WORK TO DO:
Write out the entries below as a JSON list of strings, one string per line and no blank lines, covering the stretch from the start of the entries through the line containing "[(561, 88)]", both ends included.

[Start of INPUT]

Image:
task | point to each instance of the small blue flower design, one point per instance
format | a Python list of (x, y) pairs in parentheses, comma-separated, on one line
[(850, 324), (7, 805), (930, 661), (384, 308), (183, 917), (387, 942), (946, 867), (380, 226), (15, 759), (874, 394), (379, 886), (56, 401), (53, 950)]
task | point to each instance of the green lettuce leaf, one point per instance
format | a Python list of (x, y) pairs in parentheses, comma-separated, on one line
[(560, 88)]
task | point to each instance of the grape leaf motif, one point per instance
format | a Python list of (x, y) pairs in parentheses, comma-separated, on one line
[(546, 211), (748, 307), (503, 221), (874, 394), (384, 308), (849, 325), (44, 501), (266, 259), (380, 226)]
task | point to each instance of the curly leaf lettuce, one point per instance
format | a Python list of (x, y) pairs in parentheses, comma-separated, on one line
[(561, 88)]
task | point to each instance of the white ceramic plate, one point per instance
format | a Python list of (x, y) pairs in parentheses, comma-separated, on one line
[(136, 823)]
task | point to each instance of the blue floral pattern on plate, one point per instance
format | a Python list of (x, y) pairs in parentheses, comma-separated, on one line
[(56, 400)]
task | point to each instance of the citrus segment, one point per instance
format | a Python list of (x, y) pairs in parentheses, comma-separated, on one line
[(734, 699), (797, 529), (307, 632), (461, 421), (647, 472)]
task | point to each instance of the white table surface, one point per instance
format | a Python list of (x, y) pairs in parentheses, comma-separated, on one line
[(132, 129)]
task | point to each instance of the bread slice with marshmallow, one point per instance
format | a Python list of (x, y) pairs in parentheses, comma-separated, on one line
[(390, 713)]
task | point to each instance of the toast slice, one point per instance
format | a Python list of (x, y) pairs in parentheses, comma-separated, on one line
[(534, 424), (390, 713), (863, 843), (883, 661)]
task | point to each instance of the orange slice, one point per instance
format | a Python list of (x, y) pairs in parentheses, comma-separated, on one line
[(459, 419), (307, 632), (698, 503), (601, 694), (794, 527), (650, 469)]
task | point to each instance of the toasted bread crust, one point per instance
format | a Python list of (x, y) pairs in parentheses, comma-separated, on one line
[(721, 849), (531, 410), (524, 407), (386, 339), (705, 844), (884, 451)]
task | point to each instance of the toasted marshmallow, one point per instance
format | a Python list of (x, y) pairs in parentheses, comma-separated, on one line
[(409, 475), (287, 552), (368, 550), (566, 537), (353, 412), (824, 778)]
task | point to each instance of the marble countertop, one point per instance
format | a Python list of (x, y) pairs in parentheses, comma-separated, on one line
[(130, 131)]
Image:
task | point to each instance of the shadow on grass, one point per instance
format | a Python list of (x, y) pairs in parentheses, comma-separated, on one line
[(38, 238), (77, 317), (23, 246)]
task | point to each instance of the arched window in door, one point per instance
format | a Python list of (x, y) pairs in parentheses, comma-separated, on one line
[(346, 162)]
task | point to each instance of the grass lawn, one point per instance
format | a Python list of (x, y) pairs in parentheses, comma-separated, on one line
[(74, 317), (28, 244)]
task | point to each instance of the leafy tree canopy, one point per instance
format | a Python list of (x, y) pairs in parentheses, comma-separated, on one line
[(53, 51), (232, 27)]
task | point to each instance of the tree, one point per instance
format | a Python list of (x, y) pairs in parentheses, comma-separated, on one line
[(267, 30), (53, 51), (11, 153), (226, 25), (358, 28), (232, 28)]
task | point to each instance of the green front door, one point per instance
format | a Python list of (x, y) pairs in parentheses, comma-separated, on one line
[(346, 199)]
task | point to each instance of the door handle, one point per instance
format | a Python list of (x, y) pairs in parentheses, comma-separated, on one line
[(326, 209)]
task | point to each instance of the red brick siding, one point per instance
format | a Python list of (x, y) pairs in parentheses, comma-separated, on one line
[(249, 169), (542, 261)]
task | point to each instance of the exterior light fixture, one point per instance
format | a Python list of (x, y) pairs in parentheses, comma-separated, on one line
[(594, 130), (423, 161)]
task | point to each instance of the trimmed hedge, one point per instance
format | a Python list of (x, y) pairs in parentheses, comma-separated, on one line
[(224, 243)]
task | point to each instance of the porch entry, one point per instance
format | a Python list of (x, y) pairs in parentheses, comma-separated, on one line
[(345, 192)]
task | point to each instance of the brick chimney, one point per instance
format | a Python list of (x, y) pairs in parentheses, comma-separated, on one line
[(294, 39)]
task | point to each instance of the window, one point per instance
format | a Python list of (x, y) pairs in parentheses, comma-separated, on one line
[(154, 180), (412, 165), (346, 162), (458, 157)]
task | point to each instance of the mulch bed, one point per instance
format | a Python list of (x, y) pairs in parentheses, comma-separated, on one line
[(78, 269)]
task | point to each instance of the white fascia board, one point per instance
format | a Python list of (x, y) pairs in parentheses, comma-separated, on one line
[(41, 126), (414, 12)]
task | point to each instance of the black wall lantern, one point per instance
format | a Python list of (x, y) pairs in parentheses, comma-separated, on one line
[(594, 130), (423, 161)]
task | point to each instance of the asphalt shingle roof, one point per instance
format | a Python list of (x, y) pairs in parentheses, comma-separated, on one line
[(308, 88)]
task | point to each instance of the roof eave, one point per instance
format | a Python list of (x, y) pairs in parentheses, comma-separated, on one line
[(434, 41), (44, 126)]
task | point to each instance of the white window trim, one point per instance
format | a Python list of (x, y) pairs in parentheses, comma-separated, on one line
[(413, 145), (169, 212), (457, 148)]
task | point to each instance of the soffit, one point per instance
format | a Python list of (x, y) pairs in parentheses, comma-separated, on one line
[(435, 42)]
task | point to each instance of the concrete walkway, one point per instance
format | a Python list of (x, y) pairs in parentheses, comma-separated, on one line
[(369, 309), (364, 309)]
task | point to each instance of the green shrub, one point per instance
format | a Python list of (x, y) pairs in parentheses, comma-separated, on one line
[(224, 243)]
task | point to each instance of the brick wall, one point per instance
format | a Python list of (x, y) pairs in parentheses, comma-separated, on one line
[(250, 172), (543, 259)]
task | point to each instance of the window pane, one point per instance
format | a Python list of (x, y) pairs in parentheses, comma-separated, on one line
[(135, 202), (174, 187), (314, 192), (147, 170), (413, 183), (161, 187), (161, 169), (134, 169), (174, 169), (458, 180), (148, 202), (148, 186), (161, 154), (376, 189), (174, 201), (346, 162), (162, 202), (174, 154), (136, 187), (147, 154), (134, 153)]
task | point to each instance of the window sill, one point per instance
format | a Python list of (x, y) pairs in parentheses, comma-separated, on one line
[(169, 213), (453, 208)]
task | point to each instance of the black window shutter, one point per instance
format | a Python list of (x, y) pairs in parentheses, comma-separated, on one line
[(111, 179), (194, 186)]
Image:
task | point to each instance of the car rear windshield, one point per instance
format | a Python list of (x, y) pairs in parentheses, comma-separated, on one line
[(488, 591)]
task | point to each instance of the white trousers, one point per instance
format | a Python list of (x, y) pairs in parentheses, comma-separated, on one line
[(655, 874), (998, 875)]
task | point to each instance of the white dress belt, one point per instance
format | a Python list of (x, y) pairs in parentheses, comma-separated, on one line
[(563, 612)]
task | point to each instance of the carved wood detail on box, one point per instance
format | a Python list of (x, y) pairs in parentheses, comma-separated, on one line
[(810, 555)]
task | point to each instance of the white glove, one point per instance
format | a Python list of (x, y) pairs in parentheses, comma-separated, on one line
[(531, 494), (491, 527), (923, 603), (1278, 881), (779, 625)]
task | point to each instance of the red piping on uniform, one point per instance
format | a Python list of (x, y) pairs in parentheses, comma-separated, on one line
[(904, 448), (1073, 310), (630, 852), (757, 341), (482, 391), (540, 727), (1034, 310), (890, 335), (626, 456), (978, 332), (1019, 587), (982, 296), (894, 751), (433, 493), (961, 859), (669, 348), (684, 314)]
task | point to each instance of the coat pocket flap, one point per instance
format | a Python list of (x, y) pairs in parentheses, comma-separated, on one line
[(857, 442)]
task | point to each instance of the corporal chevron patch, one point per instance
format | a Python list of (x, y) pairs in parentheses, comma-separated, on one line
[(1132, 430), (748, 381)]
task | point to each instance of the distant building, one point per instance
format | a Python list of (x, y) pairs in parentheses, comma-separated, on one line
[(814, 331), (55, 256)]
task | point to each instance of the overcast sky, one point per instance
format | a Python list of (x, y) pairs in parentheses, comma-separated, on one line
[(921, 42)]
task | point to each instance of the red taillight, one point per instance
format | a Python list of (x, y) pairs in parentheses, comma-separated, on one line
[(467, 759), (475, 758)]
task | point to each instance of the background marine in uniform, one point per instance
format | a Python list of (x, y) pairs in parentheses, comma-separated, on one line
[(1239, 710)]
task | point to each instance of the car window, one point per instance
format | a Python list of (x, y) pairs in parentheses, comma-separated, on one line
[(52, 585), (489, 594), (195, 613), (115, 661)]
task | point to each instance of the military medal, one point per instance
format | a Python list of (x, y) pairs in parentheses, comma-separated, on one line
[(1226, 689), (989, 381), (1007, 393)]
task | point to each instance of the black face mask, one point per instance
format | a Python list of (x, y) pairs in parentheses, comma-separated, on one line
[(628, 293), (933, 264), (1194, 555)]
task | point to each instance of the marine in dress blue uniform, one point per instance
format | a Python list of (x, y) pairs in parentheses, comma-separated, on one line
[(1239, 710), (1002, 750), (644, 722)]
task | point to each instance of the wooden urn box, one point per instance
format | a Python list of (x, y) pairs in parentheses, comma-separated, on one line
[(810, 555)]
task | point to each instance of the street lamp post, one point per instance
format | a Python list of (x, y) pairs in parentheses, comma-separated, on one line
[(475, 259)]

[End of INPUT]

FULL RESPONSE:
[
  "Image:",
  "task | point to each instance of the small blue flower design, one point per instance",
  "format | a Python list of (x, y) pairs in parentheses, comma-separated, on one line",
  "[(850, 324), (7, 805), (930, 661), (384, 308), (183, 917), (387, 942), (946, 867), (380, 226), (15, 759), (874, 394), (379, 886), (56, 401), (53, 950)]",
  "task | point to each instance of the green lettuce leaf, one point per instance",
  "format | a Python list of (x, y) pairs in parentheses, comma-separated, on one line",
  "[(560, 88)]",
  "task | point to each instance of the grape leaf motif, one point per instance",
  "format | a Python list of (x, y) pairs in parentheses, comma-separated, on one line",
  "[(546, 211), (748, 307), (503, 221), (874, 394), (384, 308), (849, 325), (44, 501), (266, 259), (380, 226)]",
  "task | point to each instance of the curly leaf lettuce, one point per instance",
  "format | a Python list of (x, y) pairs in parentheses, comma-separated, on one line",
  "[(561, 88)]"
]